## BEGIN PROVIDED PASSAGE

Please welcome to the stage datab bricks co-founder and CEO Ari Godsy.

[Music] Hey everyone, super excited to be here.

Awesome. I actually thought we start with a little bit of a look back.

Believe it or not, this picture is from 10 years ago here at the Moscone Center.

We were so excited. We had over 3,000 people in the audience. We were like blown away.

We're like, "This is impossible.

" Uh, and back then we were doing AI, but really our focus was on data engineering, making big data simple.

That was the big focus.

And we had just released Apache Spark a few years earlier.

It was just a 1.0 release.

And it was a big deal for us.

And then three years later, this is a picture from three years ago.

Um that's again Moscone Center, but now we actually had over 5,000 people. Okay?

And we thought this is the maximum we're going to ever do. Uh but now we have started focusing more and more on artificial intelligence.

We actually changed the name of the conference from Sparks Summit to Spark Plus AI Summit.

And um I'm sure none of you remember, but I actually went back and looked.

Uh I was on stage and I actually live coded and there was no vibe coding, no assistance, so it's actually real code um with TensorFlow generative AI and I made a picture of Boris Johnson back then.

And with that our focus started uh expanding from data to both data and AI.

And if you fast forward actually till today, it's amazing to see where this conference and this community has come.

We now have actually over 22,000 people here at the Moscone Center. We've Yes.

Super exciting.

It's actually a citywide conference right now.

We've taken over all of Muscone.

It's basically four blocks and it is the largest data and AI conference on the planet.

65,000 people worldwide are watching right now.

And the stat that always blows me away is that there's 150 countries represented.

Okay. Uh so this is not like a just US or American or west coast centric event. It's under 50 countries.

Okay. Uh we have super awesome program.

700 sessions and trainings happening over 200 or you know 350 customer teams are presenting.

So that's you guys uh are going to present the projects that you've been working on.

It's going to be super exciting.

And we also have 180 exhibitors.

And you know the backbone of this conference over the years is open source.

So the open source projects that were launched in this conference and that you all built now have over two billion downloads just on Apache Spark alone.

Over a billion downloads on Delta Lake.

Uh iceberg which we adopted last year has over 360 million downloads.

And then MLflow, which we use for all of our ML ops and all our experimentation for generative AI, has over 300 million downloads.

And together, this is why our mission at data bricks is to democratize data and AI. We want to bring data and AI to as many people on the planet as possible.

And I want to take a second to thank our sponsors who make this possible.

Um, especially our legend sponsors, the hyperscalers AWS Google Microsoft.

Yes, thank you.

and also the gsis, Accenture and Deote and all the other ones that are on this slide.

And I also want to send a special thank you to all the other partners we have.

We have the system integrators that help us actually build all this with services in your companies.

Uh we have the technology partners that are super essential.

They augment the platform.

We integrate with them and they're the ones that actually make us do things that the platform alone cannot do.

the built-on partners that built on top of data bricks uh their solutions and they sort of innovate and push the boundaries of what you can do.

Uh and then finally the one I'm very excited about and which is very important are the data providers right those are the ones that you can get on the marketplace on data bricks you can do delta sharing you can share the data set with other uh BUS and other organizations in the ecosystem and together with all of these partners the most amazing things are our 15,000 customers that's all of you who are in the room that's the real impact that's where the interesting things are happening so thank you All.

So, we have a super exciting program.

## END PROVIDED PASSAGE

● **STATED GOAL**
Say whether each statement agrees with the keynote transcript, answering yes or no and quoting the transcript's deciding words. 1. The conference name changed from a Spark summit to one that also named AI. 2. Delta Lake has over two billion downloads. 3. The conference has 180 exhibitors. The records are separate material with no connection to the keynote transcript.

## BEGIN EXTRACTED INFORMATION

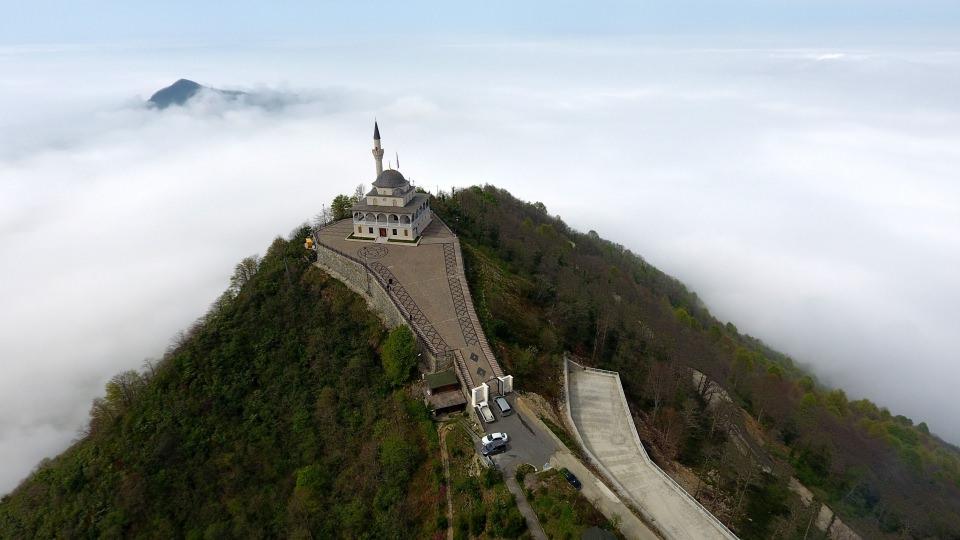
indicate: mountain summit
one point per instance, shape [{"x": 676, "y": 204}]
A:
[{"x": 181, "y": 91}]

## END EXTRACTED INFORMATION
## BEGIN EXTRACTED INFORMATION

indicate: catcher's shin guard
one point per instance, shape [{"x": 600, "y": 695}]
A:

## END EXTRACTED INFORMATION
## BEGIN EXTRACTED INFORMATION

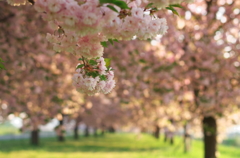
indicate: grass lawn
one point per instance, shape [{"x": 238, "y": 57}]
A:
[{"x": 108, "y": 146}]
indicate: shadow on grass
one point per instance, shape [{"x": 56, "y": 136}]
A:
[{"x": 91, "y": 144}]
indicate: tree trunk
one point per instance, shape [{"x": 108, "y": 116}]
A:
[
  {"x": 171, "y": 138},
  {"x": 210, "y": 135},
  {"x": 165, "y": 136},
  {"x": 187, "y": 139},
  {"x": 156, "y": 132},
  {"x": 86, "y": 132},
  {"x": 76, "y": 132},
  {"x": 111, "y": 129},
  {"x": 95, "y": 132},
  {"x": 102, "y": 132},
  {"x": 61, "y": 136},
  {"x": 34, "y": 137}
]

## END EXTRACTED INFORMATION

● **EXERCISE RESULT**
1. Yes: "We actually changed the name of the conference from Sparks Summit to Spark Plus AI Summit."
2. No: "Over a billion downloads on Delta Lake."
3. Yes: "And we also have 180 exhibitors."